--- begin RECORDED DATA ---
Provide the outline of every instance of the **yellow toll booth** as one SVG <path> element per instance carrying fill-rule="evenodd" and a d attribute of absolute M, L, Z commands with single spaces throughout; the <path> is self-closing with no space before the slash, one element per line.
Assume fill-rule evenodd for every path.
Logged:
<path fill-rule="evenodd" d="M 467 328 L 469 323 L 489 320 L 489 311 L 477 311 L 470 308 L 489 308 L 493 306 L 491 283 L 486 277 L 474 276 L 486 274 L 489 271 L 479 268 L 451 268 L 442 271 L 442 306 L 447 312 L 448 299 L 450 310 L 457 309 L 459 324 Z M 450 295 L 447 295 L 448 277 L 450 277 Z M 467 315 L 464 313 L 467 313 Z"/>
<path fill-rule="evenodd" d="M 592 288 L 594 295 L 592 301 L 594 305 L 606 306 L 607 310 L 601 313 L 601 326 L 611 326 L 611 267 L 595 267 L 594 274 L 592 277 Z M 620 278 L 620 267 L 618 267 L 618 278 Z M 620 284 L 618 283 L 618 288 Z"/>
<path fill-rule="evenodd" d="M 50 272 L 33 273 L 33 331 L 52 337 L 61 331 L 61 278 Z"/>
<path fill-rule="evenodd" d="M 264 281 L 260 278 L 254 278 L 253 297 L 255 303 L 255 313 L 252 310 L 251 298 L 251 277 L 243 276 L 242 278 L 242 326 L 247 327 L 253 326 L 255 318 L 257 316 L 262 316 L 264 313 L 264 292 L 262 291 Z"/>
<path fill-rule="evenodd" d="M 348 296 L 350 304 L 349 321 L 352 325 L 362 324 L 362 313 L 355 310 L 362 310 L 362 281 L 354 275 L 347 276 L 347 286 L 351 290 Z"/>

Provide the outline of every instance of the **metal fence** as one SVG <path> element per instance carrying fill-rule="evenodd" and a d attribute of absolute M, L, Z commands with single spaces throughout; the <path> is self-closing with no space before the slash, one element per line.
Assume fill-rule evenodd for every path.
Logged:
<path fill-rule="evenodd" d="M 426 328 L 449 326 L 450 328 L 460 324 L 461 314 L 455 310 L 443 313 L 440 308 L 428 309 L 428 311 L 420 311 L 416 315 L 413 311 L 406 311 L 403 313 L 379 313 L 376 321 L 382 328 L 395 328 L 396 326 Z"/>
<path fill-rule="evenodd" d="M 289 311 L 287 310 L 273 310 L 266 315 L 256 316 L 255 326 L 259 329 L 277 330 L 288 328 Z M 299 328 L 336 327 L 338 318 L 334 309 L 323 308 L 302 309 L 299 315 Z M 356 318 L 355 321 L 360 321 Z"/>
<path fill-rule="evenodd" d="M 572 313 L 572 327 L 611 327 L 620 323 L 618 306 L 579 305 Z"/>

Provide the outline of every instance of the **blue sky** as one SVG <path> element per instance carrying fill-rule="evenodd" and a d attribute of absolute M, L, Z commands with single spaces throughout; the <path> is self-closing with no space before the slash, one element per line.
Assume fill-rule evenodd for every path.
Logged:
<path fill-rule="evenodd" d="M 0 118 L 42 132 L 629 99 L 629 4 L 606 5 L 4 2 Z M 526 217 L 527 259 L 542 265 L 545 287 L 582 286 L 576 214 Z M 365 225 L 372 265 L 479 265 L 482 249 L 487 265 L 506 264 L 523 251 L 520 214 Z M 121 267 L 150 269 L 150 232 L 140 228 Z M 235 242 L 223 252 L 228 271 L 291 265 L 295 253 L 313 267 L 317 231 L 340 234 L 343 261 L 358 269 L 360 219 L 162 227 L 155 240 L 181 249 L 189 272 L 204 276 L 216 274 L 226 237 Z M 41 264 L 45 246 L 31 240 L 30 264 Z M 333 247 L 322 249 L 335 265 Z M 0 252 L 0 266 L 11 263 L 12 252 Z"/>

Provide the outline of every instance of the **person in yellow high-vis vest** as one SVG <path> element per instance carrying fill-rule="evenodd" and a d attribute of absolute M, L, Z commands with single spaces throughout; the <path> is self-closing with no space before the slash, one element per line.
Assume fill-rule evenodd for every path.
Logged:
--- end RECORDED DATA ---
§ **SHORT EXERCISE**: Rewrite everything from the line containing "Provide the outline of every instance of the **person" down to the end of the listing, swapping "high-vis vest" for "reflective vest" and leaving the rest unchanged.

§ **COMPLETE ANSWER**:
Provide the outline of every instance of the **person in yellow reflective vest** as one SVG <path> element per instance carrying fill-rule="evenodd" and a d attribute of absolute M, L, Z commands with single spaces throughout; the <path> is self-closing with no space before the slash, one element per line.
Assume fill-rule evenodd for every path.
Logged:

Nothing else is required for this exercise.